Document section =
***

The World Economic Forum and Stanford identify five areas that could strengthen the venture ecosystem. These include developing secondary-market infrastructure, expanding access to institutional capital, improving conditions for company scaling and creating more efficient mechanisms for returning capital to investors.

The central message is that increasing the amount of money entering the market is no longer enough. The entire financial chain must function more efficiently, from a startup’s first financing round to the sale of a stake and the reinvestment of proceeds.

This will require action from multiple participants:

  • Companies should establish clear secondary transaction policies in advance and avoid treating an IPO only as a last resort.
  • Venture funds should focus more closely on liquidity management rather than only on rising paper valuations.
  • Exchanges and financial platforms can develop private-share trading infrastructure and standardize transactions.
  • Regulators can improve access to private markets while maintaining disclosure and investor protection requirements.
  • Institutional investors should evaluate managers not only by asset appreciation, but also by their ability to return capital.

What this means for private investors

The growth of the secondary market expands access to well-known private companies, but it does not make these investments equivalent to buying publicly traded shares.

Investors still need to consider several factors:

  • Limited disclosure. Private companies provide less financial information.
  • Complex pricing. The valuation from the latest funding round may not reflect the price at which a stake can actually be sold.
  • Transfer restrictions. A company may have the right to approve a transaction or repurchase the shares first.
  • Long holding periods. Buying shares on the secondary market does not guarantee that an IPO will happen soon.
  • Concentration. The most accessible opportunities often involve companies that already carry the highest valuations.
  • Transaction structure. An investor may be buying an interest in an SPV or another intermediary vehicle rather than owning shares directly, with separate fees and legal terms.

The entry price, legal structure, investor rights and realistic exit scenario therefore remain critical.

***

Data provided =
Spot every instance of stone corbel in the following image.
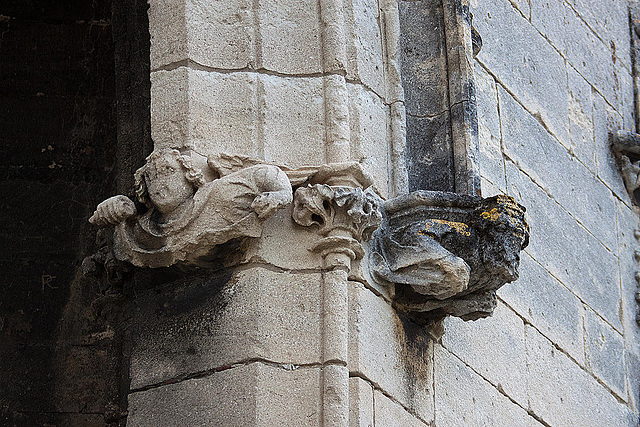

***

Task details =
In the venture ecosystem text, besides asset appreciation, what should institutional investors judge managers by?

Written answer =
Their ability to return capital.